=== MATERIAL ===
------------------------------------------------------------
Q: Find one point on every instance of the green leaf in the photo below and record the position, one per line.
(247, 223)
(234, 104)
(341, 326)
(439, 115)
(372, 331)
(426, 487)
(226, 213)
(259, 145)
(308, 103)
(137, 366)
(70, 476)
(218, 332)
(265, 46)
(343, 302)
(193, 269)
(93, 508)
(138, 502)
------------------------------------------------------------
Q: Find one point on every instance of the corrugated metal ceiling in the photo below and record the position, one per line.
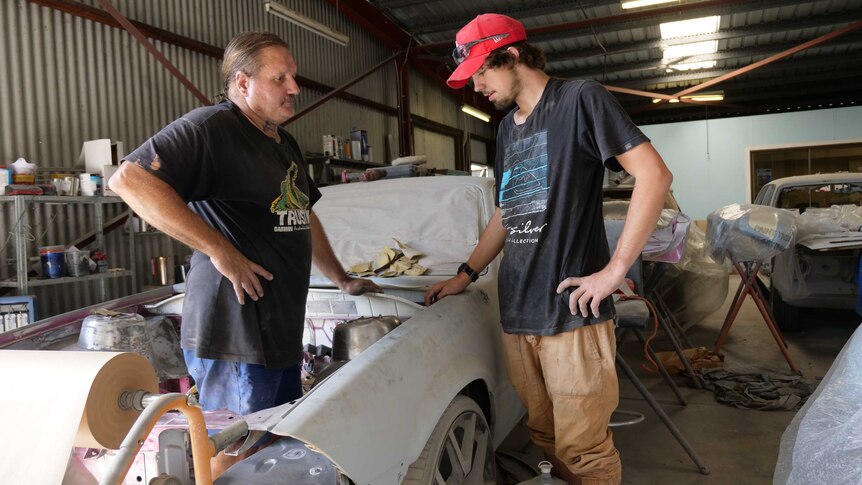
------------------------------------------------------------
Pull out every line in the items above that contains the word "instance", and copy each one unchanged on its own line.

Q: Find one point on every instance of the green leaf in the photo below and record the position, one per line.
Q: Find one point on every instance of the corrugated metal ceiling in the photo below and record the position, one per line.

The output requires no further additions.